* _TASK_:
Transcribe all the entries word for word, skipping the pictures.

[Saved entries]
[Start of section]

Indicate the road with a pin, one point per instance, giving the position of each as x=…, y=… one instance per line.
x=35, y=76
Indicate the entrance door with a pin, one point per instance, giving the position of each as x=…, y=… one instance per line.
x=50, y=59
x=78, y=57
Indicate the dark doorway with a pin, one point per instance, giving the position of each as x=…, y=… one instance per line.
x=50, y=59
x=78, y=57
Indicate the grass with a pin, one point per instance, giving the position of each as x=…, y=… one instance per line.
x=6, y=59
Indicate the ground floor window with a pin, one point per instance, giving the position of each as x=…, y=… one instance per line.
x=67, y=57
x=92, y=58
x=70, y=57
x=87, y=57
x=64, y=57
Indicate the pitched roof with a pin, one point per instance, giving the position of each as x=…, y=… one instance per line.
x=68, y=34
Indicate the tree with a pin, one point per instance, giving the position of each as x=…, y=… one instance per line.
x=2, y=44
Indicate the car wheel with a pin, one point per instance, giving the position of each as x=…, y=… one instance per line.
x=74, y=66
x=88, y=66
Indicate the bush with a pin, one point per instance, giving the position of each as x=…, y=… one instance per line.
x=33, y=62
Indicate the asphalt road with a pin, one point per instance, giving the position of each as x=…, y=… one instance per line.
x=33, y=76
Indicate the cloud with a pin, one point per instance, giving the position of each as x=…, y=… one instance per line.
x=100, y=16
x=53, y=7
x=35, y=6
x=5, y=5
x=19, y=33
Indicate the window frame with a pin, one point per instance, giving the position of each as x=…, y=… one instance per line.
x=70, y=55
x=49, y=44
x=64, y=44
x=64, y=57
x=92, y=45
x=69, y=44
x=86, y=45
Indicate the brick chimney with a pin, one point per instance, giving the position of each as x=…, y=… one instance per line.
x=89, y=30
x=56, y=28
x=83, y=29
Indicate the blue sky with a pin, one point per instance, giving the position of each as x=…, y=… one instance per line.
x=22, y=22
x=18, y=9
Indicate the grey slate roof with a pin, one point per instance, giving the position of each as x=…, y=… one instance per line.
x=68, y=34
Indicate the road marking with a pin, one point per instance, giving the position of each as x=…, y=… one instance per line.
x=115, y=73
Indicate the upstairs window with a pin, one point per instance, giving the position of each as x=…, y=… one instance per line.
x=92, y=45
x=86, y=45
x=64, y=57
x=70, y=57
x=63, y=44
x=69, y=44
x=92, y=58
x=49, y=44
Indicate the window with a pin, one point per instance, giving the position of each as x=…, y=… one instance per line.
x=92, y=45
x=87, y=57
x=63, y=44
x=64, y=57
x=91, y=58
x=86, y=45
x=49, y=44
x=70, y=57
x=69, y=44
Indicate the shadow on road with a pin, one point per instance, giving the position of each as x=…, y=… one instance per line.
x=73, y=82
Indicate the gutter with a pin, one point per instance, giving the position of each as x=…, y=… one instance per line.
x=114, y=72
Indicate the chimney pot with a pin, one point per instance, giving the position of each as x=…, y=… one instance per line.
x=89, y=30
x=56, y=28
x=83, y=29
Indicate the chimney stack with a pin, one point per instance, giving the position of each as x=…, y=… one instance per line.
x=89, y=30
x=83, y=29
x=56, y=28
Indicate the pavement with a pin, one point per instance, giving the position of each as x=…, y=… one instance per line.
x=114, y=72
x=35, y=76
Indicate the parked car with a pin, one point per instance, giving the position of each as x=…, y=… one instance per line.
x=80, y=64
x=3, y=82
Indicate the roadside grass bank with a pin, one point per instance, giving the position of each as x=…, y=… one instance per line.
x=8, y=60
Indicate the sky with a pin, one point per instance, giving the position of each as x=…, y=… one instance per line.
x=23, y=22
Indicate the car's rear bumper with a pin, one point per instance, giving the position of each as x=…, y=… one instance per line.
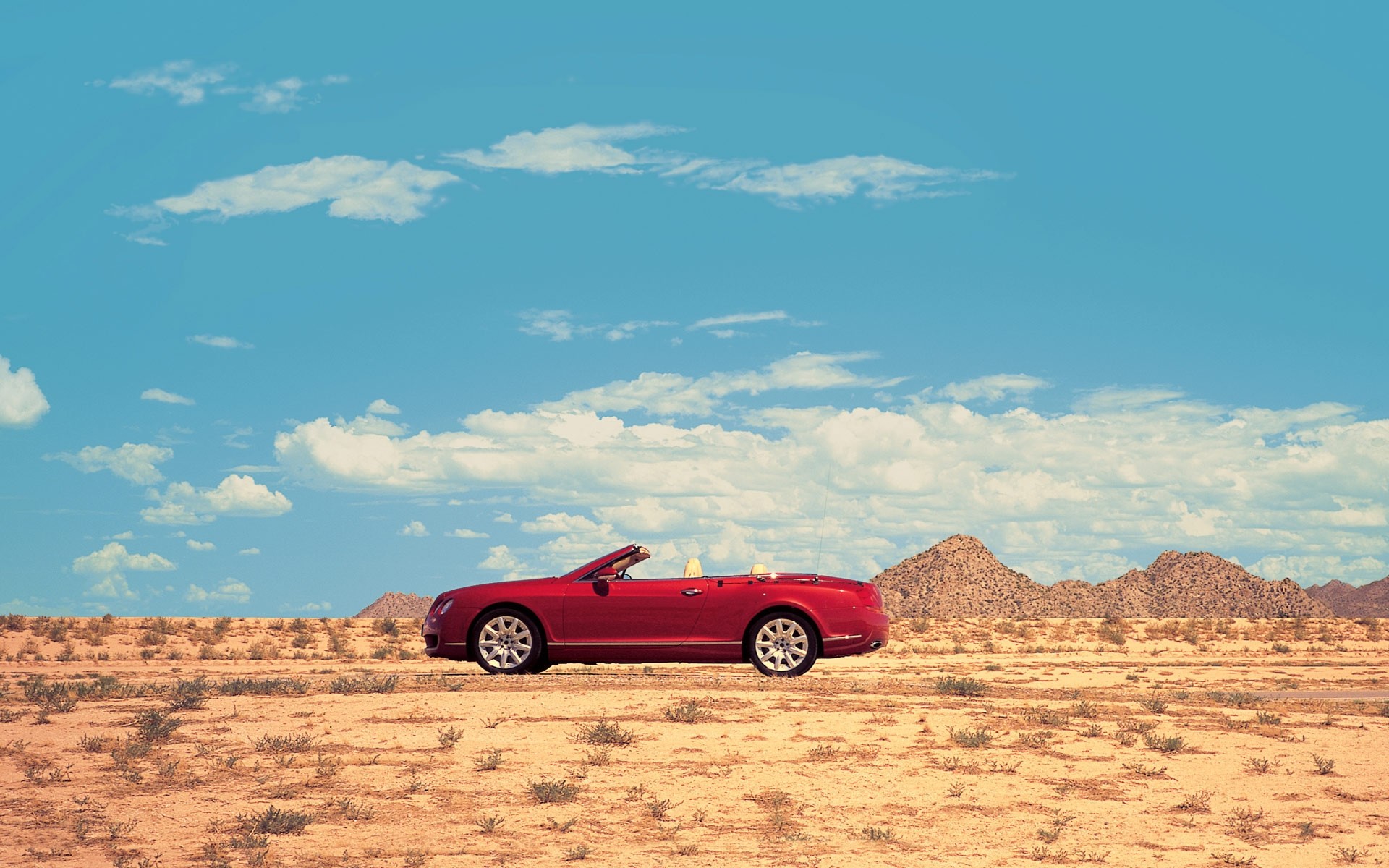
x=866, y=634
x=446, y=637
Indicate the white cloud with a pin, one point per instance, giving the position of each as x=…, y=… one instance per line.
x=21, y=400
x=569, y=149
x=237, y=495
x=584, y=148
x=190, y=84
x=231, y=590
x=134, y=461
x=677, y=395
x=555, y=326
x=558, y=326
x=166, y=398
x=739, y=320
x=221, y=342
x=111, y=563
x=1067, y=495
x=993, y=388
x=467, y=534
x=878, y=178
x=354, y=187
x=178, y=78
x=278, y=98
x=1320, y=569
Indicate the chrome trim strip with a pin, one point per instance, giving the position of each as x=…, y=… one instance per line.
x=645, y=643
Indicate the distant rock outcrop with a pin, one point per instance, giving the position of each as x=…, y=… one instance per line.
x=960, y=578
x=1349, y=602
x=395, y=605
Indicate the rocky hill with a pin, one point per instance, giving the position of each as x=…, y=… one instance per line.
x=960, y=578
x=395, y=605
x=1349, y=602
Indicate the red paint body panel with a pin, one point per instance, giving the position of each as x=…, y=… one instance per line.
x=587, y=618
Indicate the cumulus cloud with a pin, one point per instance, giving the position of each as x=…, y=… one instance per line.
x=584, y=148
x=237, y=495
x=677, y=395
x=566, y=149
x=993, y=388
x=877, y=178
x=1069, y=495
x=111, y=563
x=467, y=534
x=558, y=326
x=231, y=590
x=21, y=400
x=221, y=342
x=134, y=461
x=190, y=84
x=182, y=80
x=353, y=187
x=166, y=398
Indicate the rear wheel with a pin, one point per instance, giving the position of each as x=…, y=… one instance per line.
x=507, y=642
x=782, y=644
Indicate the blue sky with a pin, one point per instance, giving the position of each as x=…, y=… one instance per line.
x=300, y=309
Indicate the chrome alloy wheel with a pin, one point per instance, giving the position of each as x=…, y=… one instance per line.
x=504, y=642
x=781, y=644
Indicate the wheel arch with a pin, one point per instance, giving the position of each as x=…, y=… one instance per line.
x=782, y=608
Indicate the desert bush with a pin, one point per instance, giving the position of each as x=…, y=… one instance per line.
x=367, y=684
x=448, y=738
x=553, y=792
x=263, y=686
x=972, y=738
x=689, y=712
x=276, y=821
x=1197, y=803
x=1165, y=745
x=603, y=732
x=951, y=685
x=295, y=744
x=155, y=726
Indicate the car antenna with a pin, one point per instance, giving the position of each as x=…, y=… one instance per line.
x=824, y=513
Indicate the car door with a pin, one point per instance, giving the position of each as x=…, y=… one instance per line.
x=629, y=618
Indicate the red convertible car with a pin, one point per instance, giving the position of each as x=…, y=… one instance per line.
x=780, y=623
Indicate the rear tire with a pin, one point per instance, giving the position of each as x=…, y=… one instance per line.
x=782, y=644
x=507, y=642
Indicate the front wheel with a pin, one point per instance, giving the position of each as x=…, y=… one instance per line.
x=507, y=642
x=783, y=644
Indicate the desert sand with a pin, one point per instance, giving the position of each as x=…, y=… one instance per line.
x=974, y=742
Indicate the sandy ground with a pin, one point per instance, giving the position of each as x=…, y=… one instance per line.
x=199, y=742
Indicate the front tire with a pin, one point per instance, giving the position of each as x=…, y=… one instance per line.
x=782, y=644
x=507, y=642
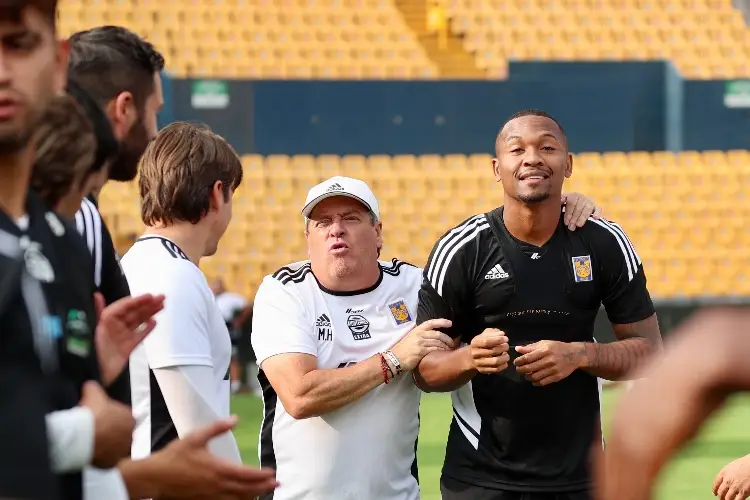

[End of section]

* _RESPONSE AREA_:
Indicate the road with a pin, one point per instance, giving the position of each as x=…, y=… one instance per line.
x=35, y=76
Indicate the entrance door with a pin, one point per instance, giving the position of each as x=…, y=… one instance per line.
x=50, y=59
x=78, y=57
Indicate the dark doorway with a pin, one point per instance, giving the position of each as x=…, y=… one instance per line.
x=50, y=59
x=78, y=57
Indicate the grass with a pin, one point per instance, giving the position of each as x=…, y=… one instance per line.
x=6, y=59
Indicate the ground floor window with a pin, one point per instance, giving the position of each as x=…, y=… one instance per line.
x=67, y=57
x=92, y=58
x=70, y=57
x=87, y=57
x=64, y=57
Indicate the pitched roof with a pin, one point per instance, giving the position of each as x=…, y=… one instance per line.
x=68, y=34
Indicate the tree with a pin, one point per instance, giving the position of each as x=…, y=… one instance per line.
x=2, y=44
Indicate the car wheel with a pin, one point per instance, giving the position of each as x=…, y=… one instance per line.
x=74, y=66
x=88, y=66
Indicate the bush with a pin, one point per instance, giving the position of each as x=…, y=… one instance per line.
x=33, y=62
Indicate the asphalt road with a pin, one point per instance, giving the position of each as x=…, y=… one instance per line.
x=33, y=76
Indicate the cloud with a pin, one point per instance, giving the position of each as x=…, y=… one instance per line.
x=100, y=16
x=53, y=7
x=35, y=6
x=5, y=5
x=19, y=33
Indicate the window frame with a pin, one point per instance, giving the position of each as x=…, y=… one instance per line.
x=70, y=55
x=49, y=44
x=64, y=44
x=64, y=57
x=92, y=45
x=69, y=44
x=86, y=45
Indicate the brick chimney with a pin, one point per instance, giving the position of each as x=…, y=… one instance per line.
x=89, y=30
x=56, y=28
x=83, y=29
Indicate the blue sky with a pin, one point per instance, giving the position of each as x=…, y=… one instance per line.
x=22, y=22
x=18, y=9
Indicate the grey slate roof with a pin, one point per instance, giving the position of each as x=…, y=… one instance per line.
x=68, y=34
Indicate the road marking with a pin, one point per instance, giving the position of each as x=…, y=… one instance per line.
x=115, y=73
Indicate the upstairs window with a pin, one point per instance, giving the position of each as x=…, y=… one instance per line.
x=92, y=45
x=86, y=45
x=64, y=57
x=70, y=57
x=63, y=44
x=69, y=44
x=92, y=58
x=49, y=44
Indicate the window with a pin, one point per instance, giving the position of each as x=…, y=… one instance per line.
x=92, y=45
x=87, y=57
x=63, y=44
x=64, y=57
x=91, y=58
x=86, y=45
x=49, y=44
x=70, y=57
x=69, y=44
Indicate the shadow on road with a pin, one point per instance, giving the position of each as x=…, y=… one instance per line.
x=73, y=82
Indicate the gutter with a pin, one point per instance, giving the position of each as x=…, y=… one instance per line.
x=114, y=72
Indicate the chimney pot with a pin, one point per instance, giving the position of each as x=…, y=… one instance per line.
x=89, y=30
x=56, y=28
x=83, y=29
Indicate the chimney stack with a pin, one point per instance, giving the position of each as x=…, y=… one instance per line.
x=89, y=30
x=83, y=29
x=56, y=28
Indicate the pavement with a pin, one point per instance, giving the position of each as x=…, y=… one instance per line.
x=114, y=72
x=35, y=76
Indicate the parked car with a pin, one point per instance, giving the position of each as x=…, y=… one instance per line.
x=80, y=64
x=3, y=82
Indicate the roadside grass bank with a pin, one point per instance, giving the position of each as x=…, y=… one instance per line.
x=8, y=60
Indicate the sky with a pin, one point per instance, giving the position of each as x=…, y=… one instance per line.
x=23, y=22
Indicate the car's rear bumper with a pin, one point per instance, giving the position of each as x=…, y=… one instance per line.
x=866, y=634
x=446, y=637
Indicate the white cloud with a pin, one point per instance, giving the position of each as x=…, y=… one instance per line.
x=21, y=400
x=569, y=149
x=237, y=495
x=584, y=148
x=190, y=84
x=231, y=590
x=134, y=461
x=677, y=395
x=555, y=326
x=558, y=326
x=166, y=398
x=739, y=320
x=221, y=342
x=111, y=563
x=1067, y=495
x=993, y=388
x=467, y=534
x=878, y=178
x=354, y=187
x=178, y=78
x=278, y=98
x=1320, y=569
Indicate the chrome trim strip with a pin, one point per instance, giving the position of each as x=…, y=… one instance per line.
x=645, y=643
Indicate the distant rock outcrop with a pin, one point per instance, giving the position of each as x=…, y=… one instance per line.
x=960, y=578
x=1349, y=602
x=395, y=605
Indicate the rocky hill with a pin, one point per instance, giving the position of each as x=…, y=… one instance per line.
x=960, y=578
x=395, y=605
x=1349, y=602
Indicate the red paint body panel with a pin, one point per instance, giving the position of each as x=…, y=… one instance per line.
x=587, y=618
Indicate the cumulus cloud with a pin, one point per instance, giving the position of each as x=…, y=… one instance per line.
x=584, y=148
x=237, y=495
x=677, y=395
x=566, y=149
x=993, y=388
x=877, y=178
x=1069, y=495
x=111, y=563
x=467, y=534
x=558, y=326
x=231, y=590
x=21, y=400
x=221, y=342
x=134, y=461
x=190, y=84
x=182, y=80
x=353, y=187
x=166, y=398
Indicate the rear wheel with a pin, one point per instance, giving the position of each as x=…, y=… one instance per line.
x=507, y=642
x=782, y=644
Indicate the blue sky with a pin, one point per instance, giving the position of each as x=…, y=… one instance per line.
x=300, y=309
Indicate the chrome alloy wheel with a pin, one point per instance, giving the position of each as x=…, y=… one instance per line.
x=504, y=642
x=781, y=644
Indicate the wheel arch with a pin, one point per instance, giving the position of each as x=…, y=… one instance per line.
x=782, y=608
Indicate the desert bush with a pin, one point per instance, giving the position of each as x=…, y=… one instance per line.
x=367, y=684
x=448, y=738
x=553, y=792
x=263, y=686
x=972, y=738
x=689, y=712
x=276, y=821
x=1197, y=803
x=1165, y=745
x=603, y=732
x=951, y=685
x=295, y=744
x=155, y=726
Indicate the car antenna with a pin, one point per instance, giving the position of each as x=…, y=… one instance per line.
x=824, y=513
Indicate the car door with a pin, one point per instance, giving the position of each as x=…, y=… one instance per line.
x=629, y=618
Indicate the red convertible car with a pin, one point per instance, giving the position of each as x=…, y=… one instance per line.
x=780, y=623
Indicate the rear tire with a pin, one point per instance, giving the position of each as x=…, y=… one instance per line.
x=782, y=644
x=507, y=642
Indicate the front wheel with a pin, one point per instance, giving the position of each as x=…, y=… one instance per line.
x=507, y=642
x=783, y=644
Indicate the desert sand with a pin, one point per instance, giving the position of each as x=…, y=… one instance per line.
x=974, y=742
Indicate the sandy ground with a pin, one point per instance, giving the position of each as x=…, y=… one instance per line.
x=199, y=742
Indicate the front tire with a pin, one point per instance, giving the position of each as x=…, y=… one instance per line.
x=782, y=644
x=507, y=642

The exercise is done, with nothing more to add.